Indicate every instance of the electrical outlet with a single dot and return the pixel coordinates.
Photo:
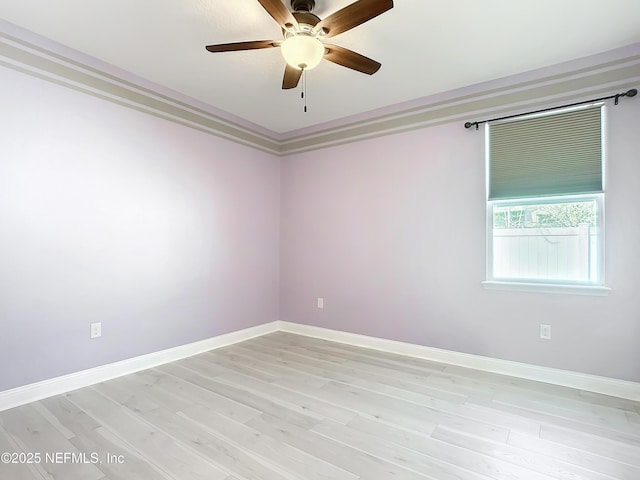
(96, 330)
(545, 332)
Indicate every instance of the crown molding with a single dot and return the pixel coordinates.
(600, 75)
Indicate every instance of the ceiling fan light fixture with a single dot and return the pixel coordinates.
(302, 51)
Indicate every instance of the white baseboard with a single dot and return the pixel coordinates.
(581, 381)
(56, 386)
(66, 383)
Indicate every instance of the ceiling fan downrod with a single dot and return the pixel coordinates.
(303, 5)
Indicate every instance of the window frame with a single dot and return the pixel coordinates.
(595, 287)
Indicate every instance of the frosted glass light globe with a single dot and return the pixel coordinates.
(302, 51)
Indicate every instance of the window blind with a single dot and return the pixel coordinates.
(555, 154)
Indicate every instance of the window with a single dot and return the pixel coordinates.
(545, 200)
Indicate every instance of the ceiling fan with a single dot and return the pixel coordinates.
(303, 47)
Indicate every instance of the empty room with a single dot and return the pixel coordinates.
(319, 240)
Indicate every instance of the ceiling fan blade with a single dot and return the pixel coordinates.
(353, 60)
(279, 12)
(291, 77)
(353, 15)
(233, 47)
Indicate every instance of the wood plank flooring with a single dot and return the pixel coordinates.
(288, 407)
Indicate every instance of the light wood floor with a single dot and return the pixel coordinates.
(283, 407)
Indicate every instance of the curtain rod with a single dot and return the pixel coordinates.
(629, 93)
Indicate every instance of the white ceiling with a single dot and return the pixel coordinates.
(425, 47)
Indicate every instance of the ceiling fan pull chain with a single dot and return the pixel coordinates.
(304, 88)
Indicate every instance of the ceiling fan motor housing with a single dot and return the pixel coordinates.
(303, 5)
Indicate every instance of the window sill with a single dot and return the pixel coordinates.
(599, 291)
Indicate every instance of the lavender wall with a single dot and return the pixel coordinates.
(391, 232)
(164, 234)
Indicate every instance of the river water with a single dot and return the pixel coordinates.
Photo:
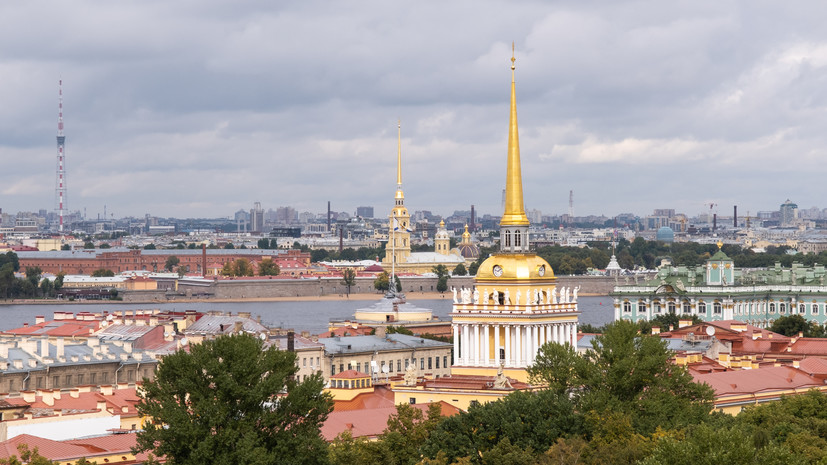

* Activity
The pictures are not wanted, but every line of the listing should be duplicated exactly.

* Result below
Indicate every instance of the electrical outlet with a single dot and return the pixel coordinates.
Photo:
(96, 330)
(545, 332)
Indicate every instance of the crown molding with a single dot and return the pixel coordinates.
(600, 75)
Indicate every instance of the ceiling fan light fixture with a single dot and return the pixel coordinates.
(302, 51)
Indicate every instance of the white baseboard with a single dot and return the pixel coordinates.
(581, 381)
(56, 386)
(66, 383)
Indicate every instance of the ceiling fan downrod with a single dot and return the pixel coordinates.
(303, 5)
Indicate every instance of the window frame with a single dot and return the pixel coordinates.
(595, 287)
Indicate every instance of the frosted glass light globe with a single dot and return the pixel coordinates.
(302, 51)
Indicate every instance of the window blind with a single dot and return the pixel coordinates.
(555, 154)
Indicate every instance of the window with a single dot and return the pixel coordinates.
(545, 200)
Indicate every instance of the ceiling fan with a single dot and return the pixel coordinates.
(303, 47)
Indicate every instance of the empty room with a single dot and return the pixel coordinates.
(319, 240)
Indicate every instance of the ceiling fan blade with a single dot and return the pixel coordinates.
(353, 60)
(279, 12)
(291, 77)
(353, 15)
(233, 47)
Indicate every instance of the wood plank flooring with a single dot and return the pixel coordinates.
(288, 407)
Indicate every instance of the light wood floor with a single dot and return the pixel coordinates.
(283, 407)
Indicate every instance of the curtain rod with a single dot and return the pixel coordinates.
(629, 93)
Indicate every instance of the white ceiling with a single dot and return the pixel coordinates.
(425, 47)
Indicate every instance of the ceiling fan pull chain with a single dot and return the pixel coordinates.
(304, 88)
Indicate every instance of the ceiling fan motor housing with a single dot and return the pixel coordinates.
(303, 5)
Indicate every instance of the window sill with a single dot and return the pixel coordinates.
(599, 291)
Indicate every instance of the lavender wall with a single dot and return the pixel coordinates.
(391, 232)
(164, 234)
Indicate every instance of the river water with a single dot and return the pixel coordinates.
Photo:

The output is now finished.